* _Required action_
In the entries below, find every line with "query" and copy it.

[Point localization data]
-- Opening Marker --
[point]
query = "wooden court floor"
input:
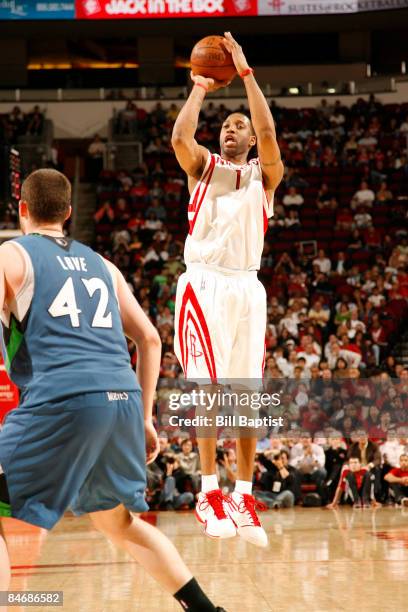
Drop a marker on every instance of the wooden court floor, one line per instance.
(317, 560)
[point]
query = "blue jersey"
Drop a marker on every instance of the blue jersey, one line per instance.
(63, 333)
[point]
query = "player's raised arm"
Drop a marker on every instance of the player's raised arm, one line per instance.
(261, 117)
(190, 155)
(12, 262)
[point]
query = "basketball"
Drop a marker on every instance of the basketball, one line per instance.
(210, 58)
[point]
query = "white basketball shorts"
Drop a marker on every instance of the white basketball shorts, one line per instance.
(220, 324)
-- Closing Marker --
-- Opening Marker --
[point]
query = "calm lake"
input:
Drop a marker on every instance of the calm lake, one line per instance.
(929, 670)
-- Closing Marker --
* _Solution to the exercise_
query = "wooden court floor"
query = "blue jersey"
query = "player's raised arm"
query = "basketball"
query = "white basketball shorts"
query = "calm lake"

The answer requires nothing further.